___ LÍNEAS PROPORCIONADAS
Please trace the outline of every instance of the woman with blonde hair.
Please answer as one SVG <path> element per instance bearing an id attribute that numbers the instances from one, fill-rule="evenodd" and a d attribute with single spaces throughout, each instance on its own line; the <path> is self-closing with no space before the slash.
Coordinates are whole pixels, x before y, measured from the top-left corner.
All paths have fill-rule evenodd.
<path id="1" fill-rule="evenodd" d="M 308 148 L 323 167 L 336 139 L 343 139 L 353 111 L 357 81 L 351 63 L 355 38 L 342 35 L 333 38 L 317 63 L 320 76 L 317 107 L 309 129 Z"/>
______
* _TAREA A REALIZAR_:
Escribe de nuevo, sin ningún cambio, todas las líneas anteriores.

* _RESPUESTA COMPLETA_:
Please trace the outline of every instance of the woman with blonde hair.
Please answer as one SVG <path> element per instance bearing an id attribute that numbers the instances from one, fill-rule="evenodd" and a d attribute with single spaces throughout, each instance on its own line; the <path> is self-closing with no space before the slash.
Coordinates are whole pixels, x before y, measured from the top-left corner.
All paths have fill-rule evenodd.
<path id="1" fill-rule="evenodd" d="M 308 148 L 323 167 L 336 139 L 343 139 L 353 111 L 357 81 L 351 63 L 355 38 L 342 35 L 333 38 L 317 63 L 320 76 L 317 107 L 309 129 Z"/>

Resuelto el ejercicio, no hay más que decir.